• _WHAT YOU NEED TO DO_:
Collect every line of the items below that contains the string "sweater". Treat uppercase and lowercase letters as different.

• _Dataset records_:
★ ★ ★

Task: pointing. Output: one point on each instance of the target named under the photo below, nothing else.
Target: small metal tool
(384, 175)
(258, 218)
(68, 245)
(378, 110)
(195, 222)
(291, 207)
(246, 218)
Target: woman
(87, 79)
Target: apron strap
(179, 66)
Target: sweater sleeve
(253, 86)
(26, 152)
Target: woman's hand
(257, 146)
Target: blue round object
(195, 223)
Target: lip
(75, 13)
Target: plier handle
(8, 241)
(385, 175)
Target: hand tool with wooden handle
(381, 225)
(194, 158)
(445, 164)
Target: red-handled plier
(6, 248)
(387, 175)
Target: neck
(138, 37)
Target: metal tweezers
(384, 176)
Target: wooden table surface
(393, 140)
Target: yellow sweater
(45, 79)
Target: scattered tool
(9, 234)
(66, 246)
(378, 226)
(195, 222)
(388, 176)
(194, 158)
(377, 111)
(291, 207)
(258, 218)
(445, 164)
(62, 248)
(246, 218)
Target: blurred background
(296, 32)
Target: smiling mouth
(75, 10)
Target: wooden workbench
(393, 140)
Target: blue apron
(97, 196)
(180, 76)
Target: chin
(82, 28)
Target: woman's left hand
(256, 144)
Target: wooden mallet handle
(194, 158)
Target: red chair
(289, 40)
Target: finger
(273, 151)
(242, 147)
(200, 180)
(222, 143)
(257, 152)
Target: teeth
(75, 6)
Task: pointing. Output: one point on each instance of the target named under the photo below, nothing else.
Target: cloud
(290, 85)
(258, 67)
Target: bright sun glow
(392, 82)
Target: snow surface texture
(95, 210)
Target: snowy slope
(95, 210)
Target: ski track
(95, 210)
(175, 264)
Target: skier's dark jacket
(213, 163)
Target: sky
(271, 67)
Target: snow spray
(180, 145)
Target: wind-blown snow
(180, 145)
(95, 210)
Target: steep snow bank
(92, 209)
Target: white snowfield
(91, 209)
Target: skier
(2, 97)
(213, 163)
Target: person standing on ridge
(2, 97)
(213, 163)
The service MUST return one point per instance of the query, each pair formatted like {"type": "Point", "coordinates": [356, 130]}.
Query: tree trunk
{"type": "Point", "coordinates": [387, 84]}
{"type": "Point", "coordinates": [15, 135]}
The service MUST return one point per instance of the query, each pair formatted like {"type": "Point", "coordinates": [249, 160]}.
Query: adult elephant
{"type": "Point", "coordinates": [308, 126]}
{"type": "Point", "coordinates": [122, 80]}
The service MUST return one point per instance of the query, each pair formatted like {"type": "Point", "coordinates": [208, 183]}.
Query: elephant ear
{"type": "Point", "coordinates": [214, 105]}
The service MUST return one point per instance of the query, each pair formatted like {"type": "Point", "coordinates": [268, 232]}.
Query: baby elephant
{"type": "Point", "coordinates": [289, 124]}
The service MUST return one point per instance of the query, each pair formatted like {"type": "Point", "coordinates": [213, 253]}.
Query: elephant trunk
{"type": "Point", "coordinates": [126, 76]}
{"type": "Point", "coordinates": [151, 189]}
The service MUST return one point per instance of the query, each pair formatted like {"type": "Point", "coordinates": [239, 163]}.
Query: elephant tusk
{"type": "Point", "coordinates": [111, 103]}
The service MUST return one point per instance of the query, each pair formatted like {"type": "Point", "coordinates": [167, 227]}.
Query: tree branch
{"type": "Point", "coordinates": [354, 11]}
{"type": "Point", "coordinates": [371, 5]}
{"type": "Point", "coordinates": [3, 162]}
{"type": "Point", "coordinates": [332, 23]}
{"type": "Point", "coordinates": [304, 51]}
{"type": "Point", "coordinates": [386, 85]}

★ ★ ★

• _RESPONSE TO THIS TASK_:
Target: sweater sleeve
Target: yellow sweater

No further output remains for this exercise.